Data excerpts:
▽
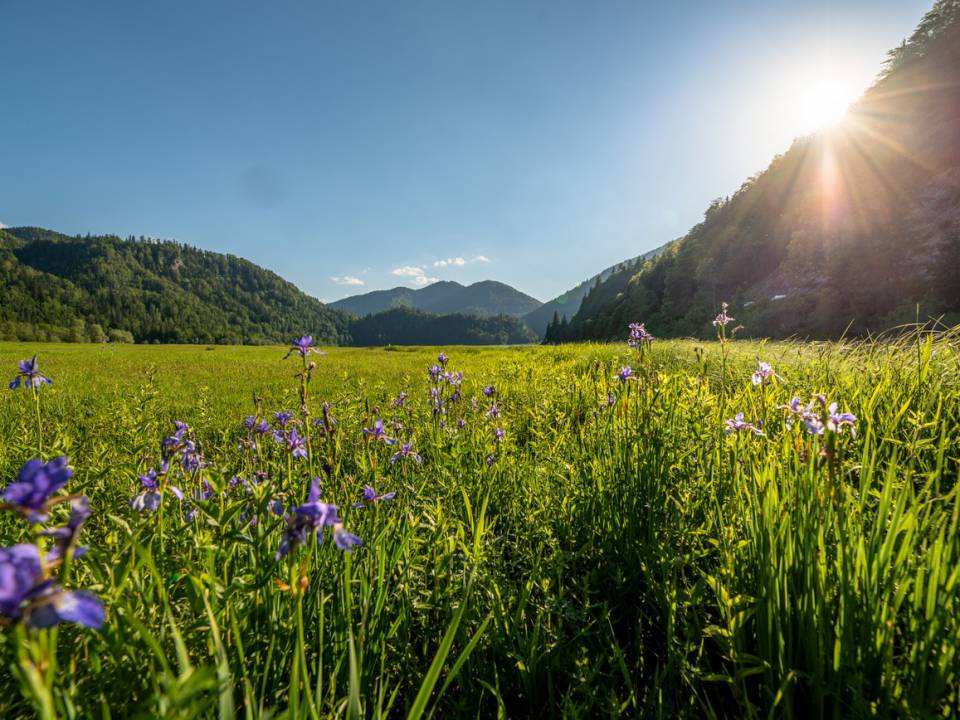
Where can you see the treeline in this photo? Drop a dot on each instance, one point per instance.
(847, 232)
(403, 326)
(57, 287)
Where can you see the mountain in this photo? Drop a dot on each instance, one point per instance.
(567, 304)
(848, 231)
(406, 326)
(56, 287)
(483, 298)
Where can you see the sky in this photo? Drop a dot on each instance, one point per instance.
(355, 146)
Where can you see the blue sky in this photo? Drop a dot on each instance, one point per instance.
(390, 143)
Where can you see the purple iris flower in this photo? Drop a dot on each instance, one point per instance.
(295, 444)
(343, 539)
(29, 375)
(283, 419)
(36, 482)
(405, 451)
(722, 319)
(65, 537)
(24, 593)
(378, 433)
(638, 335)
(307, 519)
(370, 497)
(738, 423)
(303, 346)
(763, 375)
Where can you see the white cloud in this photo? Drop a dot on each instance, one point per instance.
(458, 261)
(417, 274)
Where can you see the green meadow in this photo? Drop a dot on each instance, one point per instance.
(620, 549)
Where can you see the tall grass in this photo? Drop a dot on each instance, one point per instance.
(610, 560)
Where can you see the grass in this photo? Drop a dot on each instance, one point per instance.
(608, 560)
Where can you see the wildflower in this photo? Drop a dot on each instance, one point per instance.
(370, 497)
(283, 419)
(378, 433)
(295, 444)
(405, 451)
(41, 603)
(303, 346)
(30, 493)
(764, 374)
(65, 537)
(306, 519)
(29, 375)
(722, 319)
(638, 335)
(738, 423)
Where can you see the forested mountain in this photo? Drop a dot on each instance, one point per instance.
(483, 298)
(567, 304)
(56, 287)
(406, 326)
(848, 230)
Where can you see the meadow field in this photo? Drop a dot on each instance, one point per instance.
(577, 531)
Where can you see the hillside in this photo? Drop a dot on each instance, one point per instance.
(405, 326)
(567, 304)
(849, 230)
(57, 287)
(485, 298)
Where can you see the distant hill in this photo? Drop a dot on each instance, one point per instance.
(485, 298)
(848, 231)
(406, 326)
(567, 304)
(57, 287)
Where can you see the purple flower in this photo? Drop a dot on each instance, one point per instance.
(307, 519)
(42, 603)
(405, 451)
(303, 346)
(370, 497)
(65, 537)
(722, 319)
(638, 335)
(29, 375)
(764, 374)
(737, 424)
(378, 433)
(36, 482)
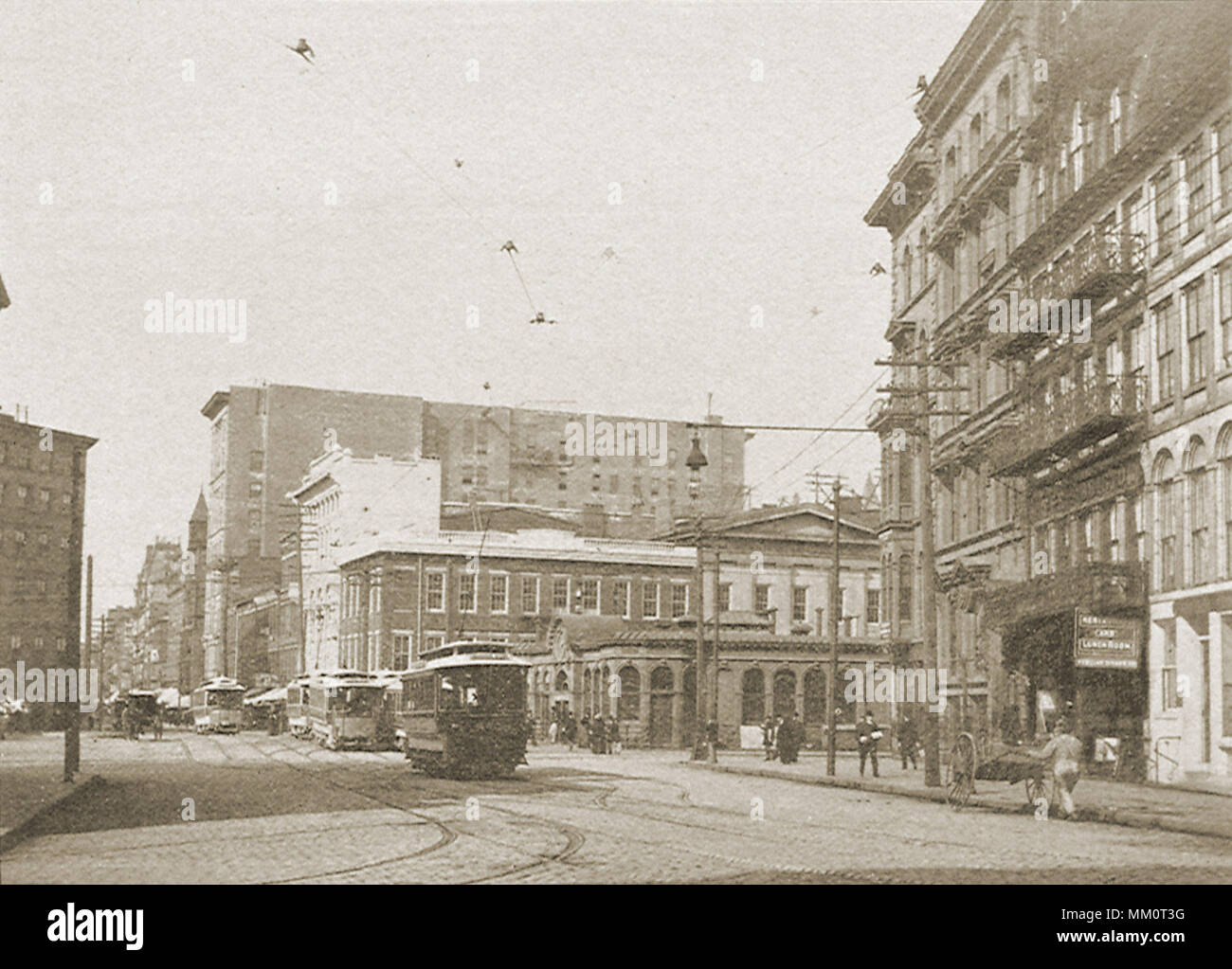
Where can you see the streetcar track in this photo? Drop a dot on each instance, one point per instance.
△
_TASK REQUIREMENTS:_
Return every line above verbatim, pictures excluded.

_RESULT OF THIS TASK:_
Where can you see the treeline in this photo? Drop a dot on each instance, one point per instance.
(847, 232)
(403, 326)
(57, 287)
Where can you see the mountain in this photo? Drop a dot on each instance, one point per instance.
(567, 304)
(848, 231)
(406, 326)
(56, 287)
(483, 298)
Where can you see the sky in this photo? Drop a dot on each instance, one point per instance.
(355, 146)
Where can you see the blue sky in this photo? Drop a dot on each instance, one point per instance.
(390, 143)
Where can you see the purple iris flower in this photo? Drop a dot on each instance, one point per instance.
(295, 444)
(343, 539)
(29, 375)
(283, 419)
(36, 482)
(405, 451)
(722, 319)
(65, 537)
(24, 593)
(378, 433)
(638, 335)
(307, 519)
(370, 497)
(738, 423)
(303, 346)
(763, 375)
Where can you see the white cloud in this photo? Drop a dot on each instance, one point per instance.
(458, 261)
(417, 274)
Where can you see the green meadow in this photo? Drop a dot on each instance, one point per instance.
(620, 549)
Where can you see the tall grass in this photo? Drop a dot on each instance, one point per instance.
(610, 560)
Where can you see the grass in this photo? Drop a dot on each instance, one point per instance.
(608, 560)
Where can you see the wildflower in this photo? Drop a dot on each instance, one point per instance.
(370, 497)
(283, 419)
(378, 433)
(295, 444)
(405, 451)
(41, 603)
(303, 346)
(30, 493)
(764, 374)
(65, 537)
(306, 519)
(29, 375)
(722, 319)
(638, 335)
(738, 423)
Where can you see the forested mountain in this photo? Drop a dot on each instance, one point per instance.
(483, 298)
(567, 304)
(56, 287)
(406, 326)
(848, 230)
Where can you see the meadow field in this photo? Drop a dot on each instance, one point per instance.
(577, 531)
Where can you see the hillside in this photo? Drop a dot on each instance, one point per instance.
(405, 326)
(567, 304)
(849, 230)
(57, 287)
(485, 298)
Where can you see the distant hill in this photo? Drop a dot on each instance, one point per instance.
(485, 298)
(848, 231)
(406, 326)
(567, 304)
(57, 287)
Where can you see the purple flower in this photo? Drop a dot on each instance, one point per instance.
(307, 519)
(42, 603)
(405, 451)
(303, 346)
(370, 497)
(65, 537)
(722, 319)
(638, 335)
(29, 375)
(764, 374)
(737, 424)
(378, 433)
(36, 482)
Where can you see the streetcar track in this photo? Drop a dot on each instance, one point per instance.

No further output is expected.